** TEXT SHOWN **
That’s a dangerous business, and we know it. No man is above the law. Richard Nixon found that out in that Watergate mess. He once said that if the president does it, it’s not illegal – but he resigned and flew home to California, because what he had been doing was illegal. Gerald Ford, and everyone else, said see, the system worked – and it did – and then Ford pardoned Richard Nixon for whatever he might have done or had been planning to do. Ford made an exception, because, he said, we needed to move on. Ford, in a way, was maintaining that this exception still proved the rule, the rule of law. Nixon was never charged with violating any law, but we are a nation of laws, not men, as everyone was saying at the time, and Nixon was, after all, gone for good. That would do. This particular exception really did prove the rule. The nation shrugged. It was over.
That’s putting it too neatly. We had a constitutional crisis on our hands at the time, and no one knew how this would turn out. We might have ended up a banana republic, run by an odd vengeful man who drank too much and ranted about Jews and niggers, privately, of course. We decided he was the exception. We weren’t like him. We were infinitely fair-minded good people, and we play by the rules. There are no exceptions, except for white cops now, and Wall Street bankers, and professional football players who beat their wives, and for Bill Cosby. But those exceptions, except for Wall Street bankers, aren’t exceptions any longer, are they? They’re outrages. We know that exceptions sooner or later become the rule. One must be careful about these things.
Now we have a new issue. We don’t torture people, but of course we have tortured people. We had a national policy of torture, even if we called it something else, and the release of the Senate Intelligence Committee on what the CIA was doing in the Bush-Cheney years proved that – and now we have to decide if our use of torture was a necessary exception that proved the rule, that we don’t torture people, even if we did. Maybe it wasn’t really torture – an untenable position under international law, and our own law. Maybe it was necessary this one time, because the threat was so dire and torture produced intelligence we could get no other way – but the exhaustive report shows that torture got us next to no useful information, and the dire treats detainees finally screamed out about were nonsense they made up to stop the pain. Maybe this was, after all, no more than sadism run amok, but then it is possible to make an exception for that – those were dark days and everyone was panicked, so such things can be excused, just this once, given the circumstances. Or maybe these were patriots doing the right thing, to keep the country safe, and it’s unfair to turn on them now – that’s the patriot exception. Or maybe they were just following orders. That’s the Adolf Eichmann exception. The Israelis didn’t buy it. They executed Eichmann anyway, but we might want to cut these CIA guys some slack. More than twenty of the detainees in question were entirely innocent of anything, and a few detainees died as we were doing our thing, but none of them were Jews after all. The Eichmann exception might apply here.

** EXERCISE PROMPT **
Extract the passage of the essay on exceptions to the rule of law word for word, from "That’s putting it" up to and including "about these things.".

** SUPPLIED DATA **
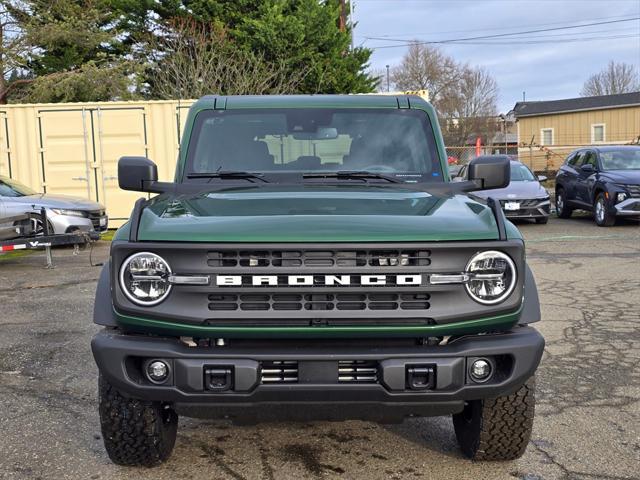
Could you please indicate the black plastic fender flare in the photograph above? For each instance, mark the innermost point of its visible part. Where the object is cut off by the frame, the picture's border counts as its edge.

** PROBLEM SOLUTION **
That’s putting it too neatly. We had a constitutional crisis on our hands at the time, and no one knew how this would turn out. We might have ended up a banana republic, run by an odd vengeful man who drank too much and ranted about Jews and niggers, privately, of course. We decided he was the exception. We weren’t like him. We were infinitely fair-minded good people, and we play by the rules. There are no exceptions, except for white cops now, and Wall Street bankers, and professional football players who beat their wives, and for Bill Cosby. But those exceptions, except for Wall Street bankers, aren’t exceptions any longer, are they? They’re outrages. We know that exceptions sooner or later become the rule. One must be careful about these things.